>> Start MATERIAL FOR THE TASK

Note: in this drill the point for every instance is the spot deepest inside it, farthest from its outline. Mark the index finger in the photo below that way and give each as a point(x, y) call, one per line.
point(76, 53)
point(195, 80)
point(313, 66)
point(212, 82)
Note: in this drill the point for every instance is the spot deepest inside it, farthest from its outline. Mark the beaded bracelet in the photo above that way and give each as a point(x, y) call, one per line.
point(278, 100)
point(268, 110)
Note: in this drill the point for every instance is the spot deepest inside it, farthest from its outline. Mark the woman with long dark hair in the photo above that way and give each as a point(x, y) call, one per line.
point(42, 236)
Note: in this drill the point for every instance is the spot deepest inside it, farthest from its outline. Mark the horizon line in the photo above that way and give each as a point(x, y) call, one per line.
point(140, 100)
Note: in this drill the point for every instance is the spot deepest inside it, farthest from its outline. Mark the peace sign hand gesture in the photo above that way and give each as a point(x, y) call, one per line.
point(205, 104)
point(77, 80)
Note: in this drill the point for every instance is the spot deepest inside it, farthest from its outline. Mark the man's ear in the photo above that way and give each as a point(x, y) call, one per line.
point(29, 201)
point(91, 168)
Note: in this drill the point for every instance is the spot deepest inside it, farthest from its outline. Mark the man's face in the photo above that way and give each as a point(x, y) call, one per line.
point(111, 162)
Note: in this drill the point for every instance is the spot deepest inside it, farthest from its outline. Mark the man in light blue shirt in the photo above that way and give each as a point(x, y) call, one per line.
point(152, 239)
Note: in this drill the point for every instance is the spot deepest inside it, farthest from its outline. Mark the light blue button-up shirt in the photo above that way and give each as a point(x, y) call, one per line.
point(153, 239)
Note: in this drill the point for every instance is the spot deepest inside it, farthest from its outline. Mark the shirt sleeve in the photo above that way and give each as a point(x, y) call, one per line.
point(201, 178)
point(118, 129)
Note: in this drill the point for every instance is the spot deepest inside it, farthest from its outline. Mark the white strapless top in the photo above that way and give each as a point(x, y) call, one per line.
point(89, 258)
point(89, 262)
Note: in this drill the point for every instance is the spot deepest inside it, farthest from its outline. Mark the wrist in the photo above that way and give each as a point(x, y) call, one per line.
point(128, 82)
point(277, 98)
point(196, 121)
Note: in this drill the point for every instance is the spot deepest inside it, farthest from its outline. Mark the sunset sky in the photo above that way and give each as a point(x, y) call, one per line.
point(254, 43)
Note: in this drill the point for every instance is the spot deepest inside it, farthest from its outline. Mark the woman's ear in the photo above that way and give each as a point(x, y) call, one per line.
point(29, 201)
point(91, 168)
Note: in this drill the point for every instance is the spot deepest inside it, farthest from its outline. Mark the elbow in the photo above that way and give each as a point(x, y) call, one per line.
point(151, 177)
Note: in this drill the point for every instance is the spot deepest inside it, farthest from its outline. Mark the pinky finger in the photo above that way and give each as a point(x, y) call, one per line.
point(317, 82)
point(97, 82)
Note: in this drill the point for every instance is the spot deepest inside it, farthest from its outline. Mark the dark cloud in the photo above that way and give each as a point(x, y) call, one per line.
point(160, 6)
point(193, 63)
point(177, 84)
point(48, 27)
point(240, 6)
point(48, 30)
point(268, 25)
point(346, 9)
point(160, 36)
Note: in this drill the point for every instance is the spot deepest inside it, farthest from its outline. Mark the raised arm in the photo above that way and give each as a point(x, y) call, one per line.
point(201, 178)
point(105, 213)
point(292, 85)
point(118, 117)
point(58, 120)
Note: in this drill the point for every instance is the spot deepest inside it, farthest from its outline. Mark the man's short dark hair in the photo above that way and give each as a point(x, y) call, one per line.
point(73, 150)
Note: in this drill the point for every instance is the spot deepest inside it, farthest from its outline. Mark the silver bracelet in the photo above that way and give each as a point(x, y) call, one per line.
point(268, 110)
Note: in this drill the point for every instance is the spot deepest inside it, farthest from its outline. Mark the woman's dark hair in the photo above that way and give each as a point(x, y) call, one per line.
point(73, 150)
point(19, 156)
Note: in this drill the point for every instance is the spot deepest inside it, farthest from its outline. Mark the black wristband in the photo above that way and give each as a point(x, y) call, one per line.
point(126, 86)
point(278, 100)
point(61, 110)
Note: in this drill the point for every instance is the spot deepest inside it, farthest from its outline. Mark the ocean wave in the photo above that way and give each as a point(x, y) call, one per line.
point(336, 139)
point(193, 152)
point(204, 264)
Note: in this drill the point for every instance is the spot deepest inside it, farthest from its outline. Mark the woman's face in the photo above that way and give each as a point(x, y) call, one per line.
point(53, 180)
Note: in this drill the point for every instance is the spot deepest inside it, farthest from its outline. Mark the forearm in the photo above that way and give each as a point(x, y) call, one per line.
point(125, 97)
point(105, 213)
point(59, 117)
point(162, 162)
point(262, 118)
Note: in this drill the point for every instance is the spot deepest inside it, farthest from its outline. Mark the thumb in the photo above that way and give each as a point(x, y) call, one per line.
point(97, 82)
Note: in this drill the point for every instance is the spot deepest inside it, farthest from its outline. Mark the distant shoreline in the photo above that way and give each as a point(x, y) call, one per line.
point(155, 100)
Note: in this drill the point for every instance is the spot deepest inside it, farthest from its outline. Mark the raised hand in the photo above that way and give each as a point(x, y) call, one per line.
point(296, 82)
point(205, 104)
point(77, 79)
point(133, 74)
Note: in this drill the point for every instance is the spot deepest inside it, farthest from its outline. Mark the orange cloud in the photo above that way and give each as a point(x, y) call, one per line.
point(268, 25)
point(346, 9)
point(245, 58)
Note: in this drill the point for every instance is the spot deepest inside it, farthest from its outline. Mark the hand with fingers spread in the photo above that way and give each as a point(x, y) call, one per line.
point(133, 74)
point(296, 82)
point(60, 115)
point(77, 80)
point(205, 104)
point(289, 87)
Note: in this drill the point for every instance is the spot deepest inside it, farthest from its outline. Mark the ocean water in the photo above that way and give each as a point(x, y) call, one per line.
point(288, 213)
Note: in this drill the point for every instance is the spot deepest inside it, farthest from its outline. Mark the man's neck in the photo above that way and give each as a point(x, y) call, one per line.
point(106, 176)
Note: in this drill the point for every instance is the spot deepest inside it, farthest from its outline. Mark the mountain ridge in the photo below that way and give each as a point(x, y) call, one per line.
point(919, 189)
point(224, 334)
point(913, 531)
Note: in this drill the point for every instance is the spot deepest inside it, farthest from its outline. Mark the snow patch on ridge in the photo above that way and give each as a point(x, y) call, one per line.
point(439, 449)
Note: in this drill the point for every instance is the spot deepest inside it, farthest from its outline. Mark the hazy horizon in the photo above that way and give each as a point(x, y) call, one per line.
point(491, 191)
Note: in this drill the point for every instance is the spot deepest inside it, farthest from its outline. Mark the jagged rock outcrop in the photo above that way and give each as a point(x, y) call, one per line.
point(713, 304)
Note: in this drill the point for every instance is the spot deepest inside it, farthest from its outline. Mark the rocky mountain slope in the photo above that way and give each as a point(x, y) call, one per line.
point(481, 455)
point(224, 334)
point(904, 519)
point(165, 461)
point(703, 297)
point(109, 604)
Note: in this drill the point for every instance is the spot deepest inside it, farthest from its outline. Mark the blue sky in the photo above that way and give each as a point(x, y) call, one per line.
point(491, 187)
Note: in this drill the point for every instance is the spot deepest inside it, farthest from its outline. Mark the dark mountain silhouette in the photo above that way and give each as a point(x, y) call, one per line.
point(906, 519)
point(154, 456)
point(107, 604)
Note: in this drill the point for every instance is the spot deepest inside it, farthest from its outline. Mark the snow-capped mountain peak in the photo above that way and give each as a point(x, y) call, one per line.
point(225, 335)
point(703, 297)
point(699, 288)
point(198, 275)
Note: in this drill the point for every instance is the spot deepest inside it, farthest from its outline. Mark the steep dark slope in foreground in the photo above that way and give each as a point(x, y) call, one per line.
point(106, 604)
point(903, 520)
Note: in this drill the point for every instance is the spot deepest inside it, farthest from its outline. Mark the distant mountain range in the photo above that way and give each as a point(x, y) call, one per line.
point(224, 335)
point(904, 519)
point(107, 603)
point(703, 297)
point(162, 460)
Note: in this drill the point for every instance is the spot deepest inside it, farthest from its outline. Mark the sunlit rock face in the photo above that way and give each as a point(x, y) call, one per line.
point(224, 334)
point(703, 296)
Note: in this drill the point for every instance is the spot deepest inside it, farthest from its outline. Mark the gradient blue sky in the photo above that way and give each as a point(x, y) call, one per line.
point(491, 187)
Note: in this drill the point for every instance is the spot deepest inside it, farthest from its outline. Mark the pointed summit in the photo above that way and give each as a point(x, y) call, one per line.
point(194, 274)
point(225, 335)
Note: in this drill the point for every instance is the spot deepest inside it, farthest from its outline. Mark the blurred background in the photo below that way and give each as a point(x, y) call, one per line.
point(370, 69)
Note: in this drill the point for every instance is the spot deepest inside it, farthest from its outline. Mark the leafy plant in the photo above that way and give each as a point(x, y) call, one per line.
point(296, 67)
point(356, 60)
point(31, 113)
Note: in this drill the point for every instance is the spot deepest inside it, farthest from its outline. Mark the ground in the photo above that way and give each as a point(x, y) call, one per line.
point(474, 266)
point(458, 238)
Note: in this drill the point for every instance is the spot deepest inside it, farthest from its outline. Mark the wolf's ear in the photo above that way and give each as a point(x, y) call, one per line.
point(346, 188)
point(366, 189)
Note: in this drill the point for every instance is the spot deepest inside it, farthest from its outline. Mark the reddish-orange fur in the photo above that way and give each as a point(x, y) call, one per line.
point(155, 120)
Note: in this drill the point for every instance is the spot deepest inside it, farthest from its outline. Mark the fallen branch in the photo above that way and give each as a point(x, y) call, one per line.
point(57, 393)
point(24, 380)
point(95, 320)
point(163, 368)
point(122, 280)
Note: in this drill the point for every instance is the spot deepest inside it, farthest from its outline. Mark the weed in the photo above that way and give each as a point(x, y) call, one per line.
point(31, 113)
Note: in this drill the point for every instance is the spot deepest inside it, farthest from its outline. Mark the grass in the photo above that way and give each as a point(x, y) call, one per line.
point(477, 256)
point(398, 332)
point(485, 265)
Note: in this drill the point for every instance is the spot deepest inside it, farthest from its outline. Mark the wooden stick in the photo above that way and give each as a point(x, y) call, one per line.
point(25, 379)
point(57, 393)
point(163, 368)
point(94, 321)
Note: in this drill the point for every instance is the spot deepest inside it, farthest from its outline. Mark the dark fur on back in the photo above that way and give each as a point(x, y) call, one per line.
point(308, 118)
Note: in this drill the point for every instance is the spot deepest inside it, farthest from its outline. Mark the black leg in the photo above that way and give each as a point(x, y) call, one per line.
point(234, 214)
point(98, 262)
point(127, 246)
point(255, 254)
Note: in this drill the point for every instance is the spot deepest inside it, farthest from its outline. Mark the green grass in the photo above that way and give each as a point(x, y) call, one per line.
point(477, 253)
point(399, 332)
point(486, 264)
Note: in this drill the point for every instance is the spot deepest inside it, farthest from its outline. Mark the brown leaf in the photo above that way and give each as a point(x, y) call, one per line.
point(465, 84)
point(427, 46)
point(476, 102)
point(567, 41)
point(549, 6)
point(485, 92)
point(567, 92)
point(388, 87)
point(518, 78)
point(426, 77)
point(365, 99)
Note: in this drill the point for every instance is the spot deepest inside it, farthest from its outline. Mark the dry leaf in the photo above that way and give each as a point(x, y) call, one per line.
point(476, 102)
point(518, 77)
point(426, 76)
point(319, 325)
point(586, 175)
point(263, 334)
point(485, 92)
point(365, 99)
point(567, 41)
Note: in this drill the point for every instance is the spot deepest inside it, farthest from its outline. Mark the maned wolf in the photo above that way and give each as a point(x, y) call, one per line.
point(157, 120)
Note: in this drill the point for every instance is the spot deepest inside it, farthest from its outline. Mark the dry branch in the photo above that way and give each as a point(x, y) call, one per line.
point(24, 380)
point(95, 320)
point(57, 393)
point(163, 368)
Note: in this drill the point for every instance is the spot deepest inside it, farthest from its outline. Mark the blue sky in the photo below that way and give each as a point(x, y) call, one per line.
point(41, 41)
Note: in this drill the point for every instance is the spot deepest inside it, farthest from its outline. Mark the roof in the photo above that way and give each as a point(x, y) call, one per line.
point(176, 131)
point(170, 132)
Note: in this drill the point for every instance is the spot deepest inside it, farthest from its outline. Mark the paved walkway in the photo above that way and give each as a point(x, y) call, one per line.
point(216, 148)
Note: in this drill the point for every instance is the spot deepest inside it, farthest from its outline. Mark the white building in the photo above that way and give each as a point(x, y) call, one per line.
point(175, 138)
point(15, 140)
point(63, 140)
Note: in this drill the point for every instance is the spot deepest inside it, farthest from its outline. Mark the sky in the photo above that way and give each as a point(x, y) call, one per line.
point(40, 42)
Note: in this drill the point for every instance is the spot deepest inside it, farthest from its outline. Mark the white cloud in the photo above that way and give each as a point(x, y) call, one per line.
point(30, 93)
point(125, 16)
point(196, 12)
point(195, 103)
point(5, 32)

>> End MATERIAL FOR THE TASK

_TASK DETAILS:_
Reproduce the material from the line containing "Mark the hand" up to and including the line containing "point(913, 531)", swapping each "drill" for "exercise" and leaving all else as it stands.

_RESPONSE TO THE EXERCISE:_
Note: in this exercise the point for every instance is the spot deepest inside it, farthest from its outline. Mark the hand with fingers spread in the photo above that way and give each as a point(x, y) call, one per line.
point(133, 74)
point(296, 82)
point(60, 115)
point(77, 80)
point(205, 104)
point(289, 87)
Note: in this exercise the point for every instance is the spot deepest inside it, farthest from its outline. Mark the ocean water in the photo above that way and give each as a point(x, y) call, one per line.
point(288, 213)
Note: in this exercise the point for every instance is the spot deepest inside it, farthest from its outline. Mark the man's neck in the photo above that way and give each as a point(x, y) call, one per line.
point(106, 176)
Note: in this exercise the point for every instance is the spot deepest inside it, farthest from its outline. Mark the mountain ridge in the photo below that way and give each as a point(x, y) call, one per line.
point(919, 189)
point(224, 334)
point(913, 531)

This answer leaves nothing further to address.